====== Record set ======

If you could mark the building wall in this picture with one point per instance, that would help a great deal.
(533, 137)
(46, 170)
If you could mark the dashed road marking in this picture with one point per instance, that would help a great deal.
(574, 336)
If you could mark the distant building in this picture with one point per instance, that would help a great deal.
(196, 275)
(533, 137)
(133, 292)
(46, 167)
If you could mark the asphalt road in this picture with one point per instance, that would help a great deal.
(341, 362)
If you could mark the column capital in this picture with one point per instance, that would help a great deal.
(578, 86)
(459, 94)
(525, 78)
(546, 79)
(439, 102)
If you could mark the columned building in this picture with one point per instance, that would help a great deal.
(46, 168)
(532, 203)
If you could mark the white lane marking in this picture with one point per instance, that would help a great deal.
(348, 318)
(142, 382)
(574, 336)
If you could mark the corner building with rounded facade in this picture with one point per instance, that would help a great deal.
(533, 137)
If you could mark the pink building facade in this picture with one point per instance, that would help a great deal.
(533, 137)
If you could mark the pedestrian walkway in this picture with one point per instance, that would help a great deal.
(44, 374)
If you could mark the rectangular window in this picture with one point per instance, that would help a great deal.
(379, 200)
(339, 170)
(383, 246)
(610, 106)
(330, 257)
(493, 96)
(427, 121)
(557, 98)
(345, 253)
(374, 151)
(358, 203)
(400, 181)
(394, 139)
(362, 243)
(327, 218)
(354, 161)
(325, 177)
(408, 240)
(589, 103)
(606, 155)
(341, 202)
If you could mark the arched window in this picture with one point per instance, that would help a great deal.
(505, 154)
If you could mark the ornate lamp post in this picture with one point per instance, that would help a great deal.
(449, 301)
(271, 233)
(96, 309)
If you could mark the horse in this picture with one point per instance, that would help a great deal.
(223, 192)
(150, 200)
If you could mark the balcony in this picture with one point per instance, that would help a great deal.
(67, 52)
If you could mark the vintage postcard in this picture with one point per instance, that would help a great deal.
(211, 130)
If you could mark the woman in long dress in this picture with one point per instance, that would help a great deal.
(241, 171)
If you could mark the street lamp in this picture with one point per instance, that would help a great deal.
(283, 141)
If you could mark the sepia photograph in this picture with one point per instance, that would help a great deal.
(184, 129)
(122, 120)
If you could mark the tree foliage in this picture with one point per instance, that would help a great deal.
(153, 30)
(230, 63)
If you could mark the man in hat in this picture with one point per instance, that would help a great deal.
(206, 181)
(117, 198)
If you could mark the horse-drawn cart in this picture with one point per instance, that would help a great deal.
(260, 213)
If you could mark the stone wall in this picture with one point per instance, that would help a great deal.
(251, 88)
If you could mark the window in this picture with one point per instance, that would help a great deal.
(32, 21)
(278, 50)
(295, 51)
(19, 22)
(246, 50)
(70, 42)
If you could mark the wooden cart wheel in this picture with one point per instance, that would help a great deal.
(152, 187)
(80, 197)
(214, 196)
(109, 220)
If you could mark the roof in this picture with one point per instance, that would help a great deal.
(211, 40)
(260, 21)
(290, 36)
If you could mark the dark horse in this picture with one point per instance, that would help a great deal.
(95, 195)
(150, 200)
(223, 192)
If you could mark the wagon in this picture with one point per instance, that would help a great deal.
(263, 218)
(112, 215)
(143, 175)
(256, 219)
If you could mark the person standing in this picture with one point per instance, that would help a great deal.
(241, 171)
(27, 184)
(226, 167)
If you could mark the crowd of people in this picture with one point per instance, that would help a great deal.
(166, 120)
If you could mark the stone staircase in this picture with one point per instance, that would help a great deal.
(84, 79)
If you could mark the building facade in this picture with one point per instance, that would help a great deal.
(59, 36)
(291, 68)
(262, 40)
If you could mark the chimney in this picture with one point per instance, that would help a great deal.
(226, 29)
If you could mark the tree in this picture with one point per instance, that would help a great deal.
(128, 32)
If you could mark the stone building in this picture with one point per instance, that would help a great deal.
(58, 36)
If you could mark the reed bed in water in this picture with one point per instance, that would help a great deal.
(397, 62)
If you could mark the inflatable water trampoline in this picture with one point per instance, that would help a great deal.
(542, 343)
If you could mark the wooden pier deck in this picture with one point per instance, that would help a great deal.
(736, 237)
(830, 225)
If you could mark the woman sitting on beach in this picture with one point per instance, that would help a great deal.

======

• [Problem details]: Rewrite the items from the line containing "If you could mark the reed" through the last item, both included, swapping "wooden pier deck" for "wooden dock" and leaving everything else as it is.

• [Response]:
If you could mark the reed bed in water in this picture with one point per instance, that would help a great deal.
(397, 62)
If you could mark the inflatable water trampoline in this picture with one point per instance, that would help a great deal.
(542, 343)
If you could mark the wooden dock in this picture with one point per instance, that would help a great deal.
(736, 237)
(830, 225)
If you could mark the woman sitting on beach in this picture with one point per instance, that would help a great deal.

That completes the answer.